--- START ---
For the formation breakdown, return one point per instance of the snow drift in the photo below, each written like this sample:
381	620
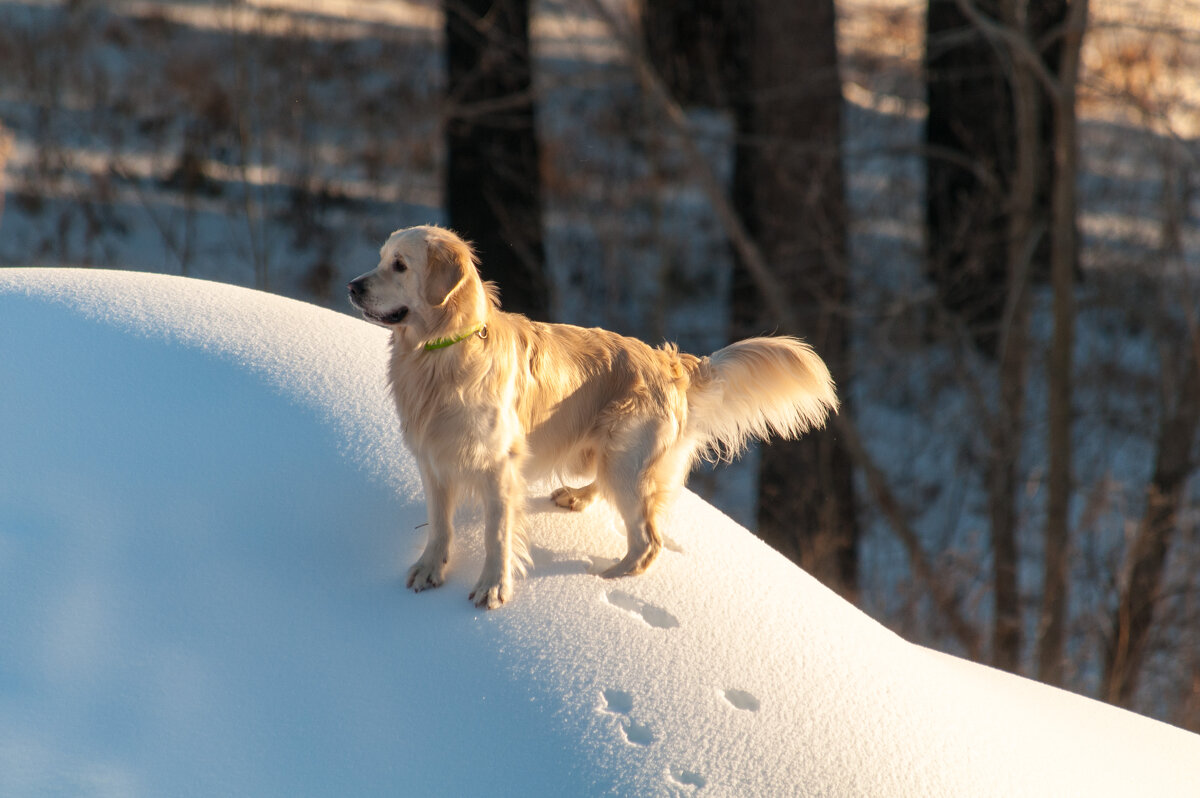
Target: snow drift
205	514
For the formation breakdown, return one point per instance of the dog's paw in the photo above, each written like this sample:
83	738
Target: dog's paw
634	563
492	595
574	498
426	574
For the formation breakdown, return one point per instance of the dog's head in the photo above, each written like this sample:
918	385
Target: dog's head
426	280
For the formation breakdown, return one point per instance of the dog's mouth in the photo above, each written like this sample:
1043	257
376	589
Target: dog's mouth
387	319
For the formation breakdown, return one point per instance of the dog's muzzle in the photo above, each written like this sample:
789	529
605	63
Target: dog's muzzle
358	292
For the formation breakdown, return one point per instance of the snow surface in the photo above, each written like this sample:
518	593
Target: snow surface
205	513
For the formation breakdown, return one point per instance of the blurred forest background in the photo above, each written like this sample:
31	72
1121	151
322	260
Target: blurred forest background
982	213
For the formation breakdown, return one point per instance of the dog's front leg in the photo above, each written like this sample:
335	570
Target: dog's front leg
430	570
502	495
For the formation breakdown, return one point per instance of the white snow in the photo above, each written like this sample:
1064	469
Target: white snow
205	511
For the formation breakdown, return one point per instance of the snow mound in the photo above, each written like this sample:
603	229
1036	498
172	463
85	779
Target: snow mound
205	514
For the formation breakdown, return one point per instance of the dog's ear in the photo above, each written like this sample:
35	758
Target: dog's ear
447	269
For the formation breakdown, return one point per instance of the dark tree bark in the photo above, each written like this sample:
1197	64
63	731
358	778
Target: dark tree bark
493	189
971	159
790	187
689	45
1141	592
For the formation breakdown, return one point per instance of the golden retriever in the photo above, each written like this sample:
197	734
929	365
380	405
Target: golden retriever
489	400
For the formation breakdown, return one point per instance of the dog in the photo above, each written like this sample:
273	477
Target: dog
490	400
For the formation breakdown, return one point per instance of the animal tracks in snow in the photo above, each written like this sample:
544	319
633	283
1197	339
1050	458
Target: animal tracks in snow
742	700
619	705
653	616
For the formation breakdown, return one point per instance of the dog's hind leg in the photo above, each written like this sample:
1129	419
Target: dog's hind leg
430	570
642	490
575	498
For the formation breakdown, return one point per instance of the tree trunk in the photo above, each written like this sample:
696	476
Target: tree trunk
789	185
1146	559
1063	257
689	46
971	156
493	189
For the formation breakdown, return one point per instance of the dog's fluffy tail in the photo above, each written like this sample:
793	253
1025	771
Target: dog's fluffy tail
756	389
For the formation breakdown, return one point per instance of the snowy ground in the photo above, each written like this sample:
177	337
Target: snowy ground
204	514
275	143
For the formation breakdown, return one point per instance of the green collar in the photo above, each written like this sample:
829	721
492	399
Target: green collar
442	343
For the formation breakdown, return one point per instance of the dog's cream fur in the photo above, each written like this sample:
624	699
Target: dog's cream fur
520	399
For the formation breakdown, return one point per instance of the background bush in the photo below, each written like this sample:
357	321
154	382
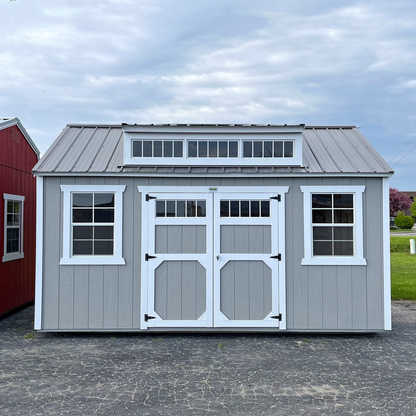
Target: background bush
403	221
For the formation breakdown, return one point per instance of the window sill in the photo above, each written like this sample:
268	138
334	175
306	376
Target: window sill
90	261
333	261
12	256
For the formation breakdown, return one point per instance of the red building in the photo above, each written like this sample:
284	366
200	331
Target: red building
18	155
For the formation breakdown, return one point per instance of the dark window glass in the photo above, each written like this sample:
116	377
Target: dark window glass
147	149
192	148
201	208
343	233
255	209
322	233
82	215
167	149
247	149
180	209
223	149
245	208
170	208
343	248
202	149
235	208
104	215
157	149
82	247
288	149
321	200
258	149
321	216
104	200
233	149
343	201
103	248
178	149
278	149
322	248
225	208
82	233
160	208
190	209
212	149
343	216
265	208
268	149
82	200
137	148
103	232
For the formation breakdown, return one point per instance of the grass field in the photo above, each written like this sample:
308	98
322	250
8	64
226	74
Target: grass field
403	269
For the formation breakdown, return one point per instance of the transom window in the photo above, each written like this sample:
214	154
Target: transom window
212	148
275	149
245	208
333	225
180	208
157	148
13	227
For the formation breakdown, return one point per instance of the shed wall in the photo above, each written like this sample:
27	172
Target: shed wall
108	297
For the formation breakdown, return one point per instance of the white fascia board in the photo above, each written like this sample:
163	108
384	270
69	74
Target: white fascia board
386	255
212	129
16	122
215	175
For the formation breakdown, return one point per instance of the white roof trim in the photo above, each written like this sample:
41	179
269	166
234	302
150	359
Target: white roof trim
6	122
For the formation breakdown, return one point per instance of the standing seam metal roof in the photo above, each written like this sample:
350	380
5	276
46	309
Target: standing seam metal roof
99	149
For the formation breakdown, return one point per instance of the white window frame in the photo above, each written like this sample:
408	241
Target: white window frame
20	253
117	258
358	258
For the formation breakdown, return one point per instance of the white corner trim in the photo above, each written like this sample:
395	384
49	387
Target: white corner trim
386	255
39	253
358	259
67	258
19	255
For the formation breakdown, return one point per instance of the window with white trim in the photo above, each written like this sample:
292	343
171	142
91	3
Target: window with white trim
333	225
92	221
13	227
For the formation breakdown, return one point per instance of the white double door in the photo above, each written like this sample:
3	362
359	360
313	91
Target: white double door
211	258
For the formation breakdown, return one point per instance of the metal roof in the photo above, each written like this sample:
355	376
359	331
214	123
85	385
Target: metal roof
87	148
6	122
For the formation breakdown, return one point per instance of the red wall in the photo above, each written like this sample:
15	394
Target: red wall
17	277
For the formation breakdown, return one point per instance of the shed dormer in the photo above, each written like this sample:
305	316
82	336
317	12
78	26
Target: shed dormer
212	145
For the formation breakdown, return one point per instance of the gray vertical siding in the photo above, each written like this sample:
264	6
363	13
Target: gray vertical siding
108	297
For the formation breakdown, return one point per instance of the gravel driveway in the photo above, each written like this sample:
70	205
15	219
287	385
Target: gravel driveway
130	374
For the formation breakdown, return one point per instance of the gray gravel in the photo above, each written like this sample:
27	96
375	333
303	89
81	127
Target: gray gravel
239	374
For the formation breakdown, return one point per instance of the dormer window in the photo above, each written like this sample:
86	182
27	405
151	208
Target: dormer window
228	145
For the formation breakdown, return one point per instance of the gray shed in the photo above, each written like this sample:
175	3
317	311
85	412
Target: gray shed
212	227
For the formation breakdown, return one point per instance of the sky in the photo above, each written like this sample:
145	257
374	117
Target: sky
214	61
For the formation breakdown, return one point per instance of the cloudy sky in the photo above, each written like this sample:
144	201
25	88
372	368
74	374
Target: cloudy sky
214	61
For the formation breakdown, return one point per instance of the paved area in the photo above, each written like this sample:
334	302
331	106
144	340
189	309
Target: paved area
107	374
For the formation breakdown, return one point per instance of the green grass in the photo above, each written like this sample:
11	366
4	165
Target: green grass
403	269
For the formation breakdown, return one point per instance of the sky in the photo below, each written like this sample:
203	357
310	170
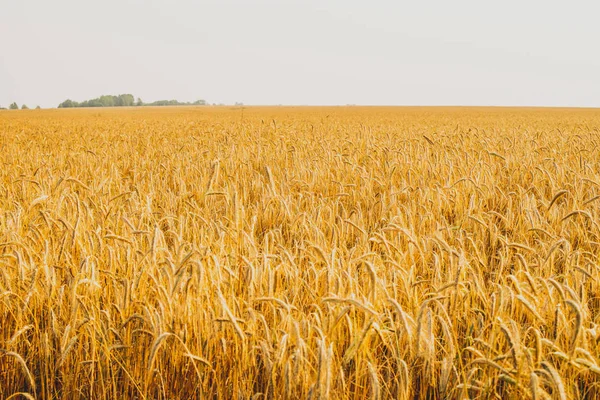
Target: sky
302	52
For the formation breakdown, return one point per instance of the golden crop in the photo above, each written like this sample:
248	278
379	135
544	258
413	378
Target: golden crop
341	253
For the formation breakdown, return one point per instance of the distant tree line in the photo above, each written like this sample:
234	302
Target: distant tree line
15	106
124	100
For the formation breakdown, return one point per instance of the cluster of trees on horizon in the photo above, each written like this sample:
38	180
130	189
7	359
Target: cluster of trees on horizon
122	100
125	100
15	106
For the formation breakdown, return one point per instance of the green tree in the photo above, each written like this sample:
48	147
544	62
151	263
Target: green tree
67	104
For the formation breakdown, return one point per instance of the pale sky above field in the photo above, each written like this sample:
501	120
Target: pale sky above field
302	51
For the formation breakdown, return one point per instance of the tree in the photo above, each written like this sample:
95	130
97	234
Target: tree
67	104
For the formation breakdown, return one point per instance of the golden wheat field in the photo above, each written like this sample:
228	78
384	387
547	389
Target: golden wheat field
300	253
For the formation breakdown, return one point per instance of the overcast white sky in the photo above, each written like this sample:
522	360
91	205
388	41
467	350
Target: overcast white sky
394	52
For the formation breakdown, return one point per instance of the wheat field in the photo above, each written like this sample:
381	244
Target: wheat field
300	253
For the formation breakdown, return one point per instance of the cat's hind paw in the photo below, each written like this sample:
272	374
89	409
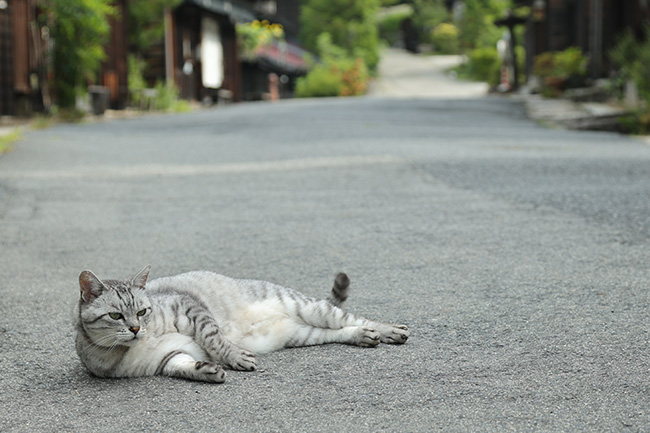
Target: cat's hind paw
395	334
243	360
209	372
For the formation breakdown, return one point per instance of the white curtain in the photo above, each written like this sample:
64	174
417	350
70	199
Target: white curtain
211	54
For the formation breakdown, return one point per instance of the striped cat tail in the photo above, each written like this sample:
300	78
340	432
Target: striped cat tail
340	290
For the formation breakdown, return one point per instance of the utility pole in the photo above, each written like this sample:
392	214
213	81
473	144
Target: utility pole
169	48
597	38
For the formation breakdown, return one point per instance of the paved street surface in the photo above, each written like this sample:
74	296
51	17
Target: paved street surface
519	257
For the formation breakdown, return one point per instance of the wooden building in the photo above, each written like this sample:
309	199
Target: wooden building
593	25
201	50
21	66
114	73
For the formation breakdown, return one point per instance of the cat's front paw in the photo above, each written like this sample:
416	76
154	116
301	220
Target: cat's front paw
368	337
243	360
210	372
395	334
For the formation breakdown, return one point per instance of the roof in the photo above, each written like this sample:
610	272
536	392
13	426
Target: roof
283	57
237	11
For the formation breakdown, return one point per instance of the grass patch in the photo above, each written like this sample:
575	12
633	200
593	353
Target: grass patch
7	140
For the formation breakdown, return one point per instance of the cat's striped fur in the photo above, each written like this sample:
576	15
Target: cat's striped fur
189	325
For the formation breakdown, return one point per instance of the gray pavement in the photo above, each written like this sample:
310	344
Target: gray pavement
518	256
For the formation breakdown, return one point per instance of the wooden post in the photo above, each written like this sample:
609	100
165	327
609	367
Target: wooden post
169	48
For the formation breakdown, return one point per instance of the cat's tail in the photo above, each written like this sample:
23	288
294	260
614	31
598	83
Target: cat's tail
340	290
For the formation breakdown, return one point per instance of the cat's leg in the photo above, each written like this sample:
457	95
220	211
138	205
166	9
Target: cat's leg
180	364
208	335
322	314
306	335
171	354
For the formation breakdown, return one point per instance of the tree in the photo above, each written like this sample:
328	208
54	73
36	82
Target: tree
80	29
350	23
146	21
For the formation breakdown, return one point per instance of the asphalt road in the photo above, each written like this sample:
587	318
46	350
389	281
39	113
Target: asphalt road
517	255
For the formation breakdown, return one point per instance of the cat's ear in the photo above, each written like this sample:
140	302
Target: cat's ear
91	286
141	278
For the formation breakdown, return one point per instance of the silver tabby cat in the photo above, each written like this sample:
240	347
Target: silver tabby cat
189	325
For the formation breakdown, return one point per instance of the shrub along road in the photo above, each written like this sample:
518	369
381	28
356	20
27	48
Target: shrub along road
517	255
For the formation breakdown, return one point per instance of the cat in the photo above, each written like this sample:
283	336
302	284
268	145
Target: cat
193	324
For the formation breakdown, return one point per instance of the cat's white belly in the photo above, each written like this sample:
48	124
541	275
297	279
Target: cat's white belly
260	327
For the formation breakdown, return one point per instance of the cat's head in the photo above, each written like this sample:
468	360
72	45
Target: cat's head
114	312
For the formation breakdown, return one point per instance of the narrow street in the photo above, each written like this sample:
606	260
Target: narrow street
517	255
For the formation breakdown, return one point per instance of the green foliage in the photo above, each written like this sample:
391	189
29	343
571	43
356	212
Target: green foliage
427	15
337	75
350	24
255	34
477	27
633	57
389	24
7	140
146	22
557	68
567	63
80	29
136	80
445	38
321	81
484	65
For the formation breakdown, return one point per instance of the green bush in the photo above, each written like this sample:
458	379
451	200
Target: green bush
350	24
445	38
74	63
320	81
567	63
389	25
337	75
483	64
633	57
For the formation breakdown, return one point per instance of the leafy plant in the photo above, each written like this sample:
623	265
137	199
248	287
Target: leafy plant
389	24
255	34
146	22
633	57
567	63
320	81
8	139
337	75
350	24
80	29
445	38
483	64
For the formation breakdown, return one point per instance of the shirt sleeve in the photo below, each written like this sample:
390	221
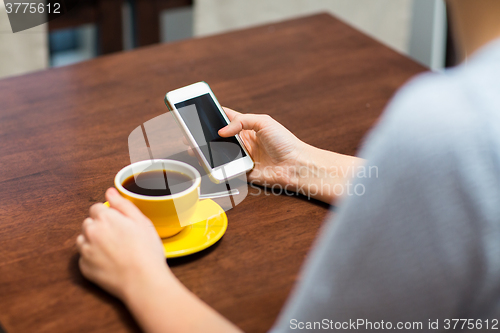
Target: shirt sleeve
405	247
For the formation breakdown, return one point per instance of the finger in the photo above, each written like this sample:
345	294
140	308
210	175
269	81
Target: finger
124	206
97	209
83	246
84	268
85	227
230	113
247	121
80	240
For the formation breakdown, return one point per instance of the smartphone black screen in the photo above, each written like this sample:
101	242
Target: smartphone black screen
204	120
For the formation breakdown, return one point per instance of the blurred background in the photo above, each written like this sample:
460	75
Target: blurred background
417	28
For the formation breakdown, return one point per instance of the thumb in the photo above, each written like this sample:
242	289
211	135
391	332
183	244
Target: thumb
124	206
247	121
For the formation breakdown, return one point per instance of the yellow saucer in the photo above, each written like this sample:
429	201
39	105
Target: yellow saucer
200	235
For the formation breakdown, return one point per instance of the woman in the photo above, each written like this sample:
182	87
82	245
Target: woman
419	248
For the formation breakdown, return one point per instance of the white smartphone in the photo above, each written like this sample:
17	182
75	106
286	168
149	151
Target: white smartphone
200	117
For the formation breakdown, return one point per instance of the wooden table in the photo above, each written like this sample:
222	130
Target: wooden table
64	136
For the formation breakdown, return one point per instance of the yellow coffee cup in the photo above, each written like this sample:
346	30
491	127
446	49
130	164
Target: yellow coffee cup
169	213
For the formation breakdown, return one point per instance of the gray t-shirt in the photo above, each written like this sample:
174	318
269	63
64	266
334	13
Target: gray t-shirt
423	242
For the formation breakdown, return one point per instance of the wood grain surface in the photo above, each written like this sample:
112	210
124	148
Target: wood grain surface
64	136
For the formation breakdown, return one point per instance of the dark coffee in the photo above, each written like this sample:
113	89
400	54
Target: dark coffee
158	182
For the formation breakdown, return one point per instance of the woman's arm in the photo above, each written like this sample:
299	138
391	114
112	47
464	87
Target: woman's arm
162	304
282	159
121	252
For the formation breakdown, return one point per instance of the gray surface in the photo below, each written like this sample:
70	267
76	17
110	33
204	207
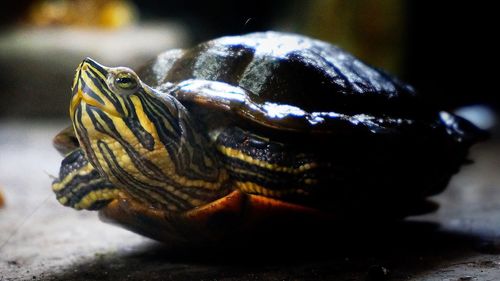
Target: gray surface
39	239
37	65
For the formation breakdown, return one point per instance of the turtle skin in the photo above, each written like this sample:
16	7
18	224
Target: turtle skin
379	150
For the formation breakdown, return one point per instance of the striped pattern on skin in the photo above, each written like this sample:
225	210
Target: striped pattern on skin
144	145
80	186
261	166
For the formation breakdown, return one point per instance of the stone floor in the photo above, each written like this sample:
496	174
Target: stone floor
41	240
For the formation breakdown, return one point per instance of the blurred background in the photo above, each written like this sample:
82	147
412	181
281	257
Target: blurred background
446	49
442	48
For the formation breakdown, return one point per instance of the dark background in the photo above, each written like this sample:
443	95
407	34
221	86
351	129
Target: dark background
445	49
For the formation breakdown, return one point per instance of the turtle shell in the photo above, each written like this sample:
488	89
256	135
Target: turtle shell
289	69
380	130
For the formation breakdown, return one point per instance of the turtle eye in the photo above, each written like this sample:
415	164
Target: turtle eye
125	81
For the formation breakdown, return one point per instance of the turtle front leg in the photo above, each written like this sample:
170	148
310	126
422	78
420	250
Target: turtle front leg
80	186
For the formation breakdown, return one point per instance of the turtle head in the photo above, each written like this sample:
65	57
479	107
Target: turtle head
140	140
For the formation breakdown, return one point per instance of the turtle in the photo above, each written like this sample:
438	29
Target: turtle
265	126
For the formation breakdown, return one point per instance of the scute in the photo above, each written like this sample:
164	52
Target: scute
292	69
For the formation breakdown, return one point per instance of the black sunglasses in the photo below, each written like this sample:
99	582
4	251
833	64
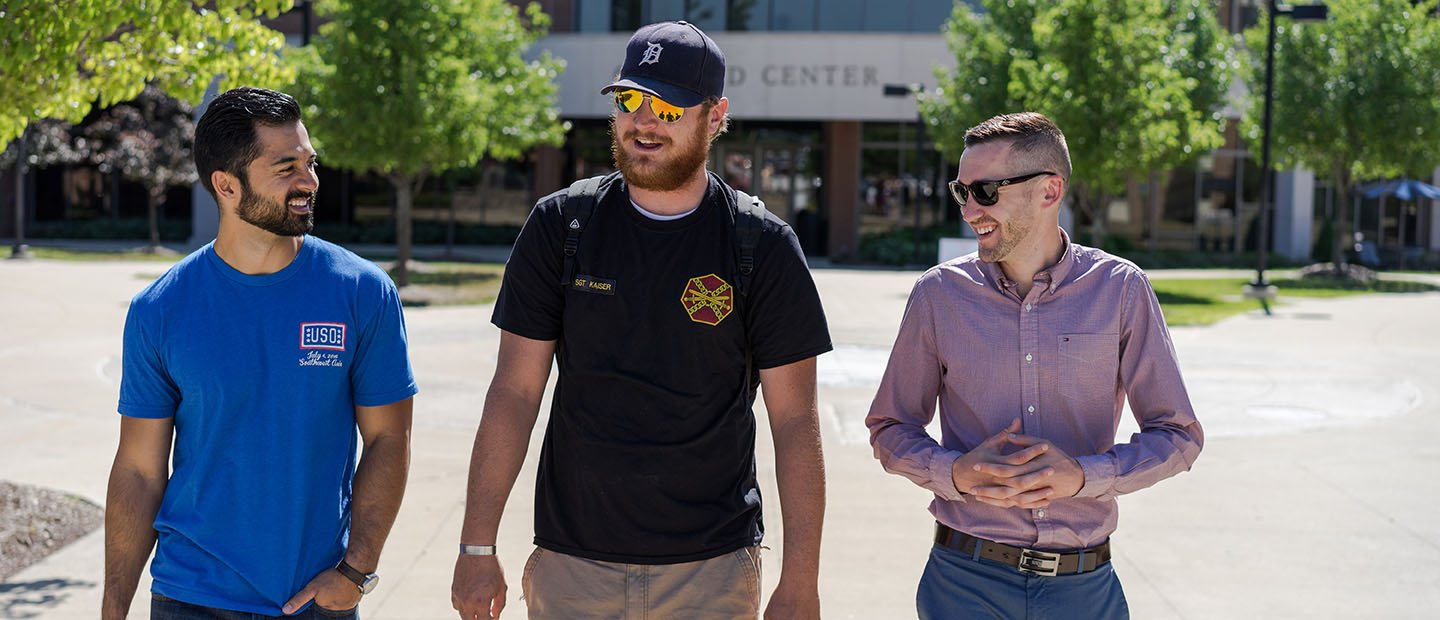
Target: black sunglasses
987	193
--- END ---
Problem details:
Copy the data above word for word, beginning at the line that contains "of the scute" and continuing through the final line of the data, with both of those lines included. Omit the pictures from your copy.

Answer below:
For the formation breakdown, return one point per instance of the scute in the photo above, each written like this sample:
164	52
Target: scute
292	69
For the formation breakdown, return one point per instance of the black sunglasses in the photo below, each written like this sample:
99	582
4	251
833	64
Target: black sunglasses
987	193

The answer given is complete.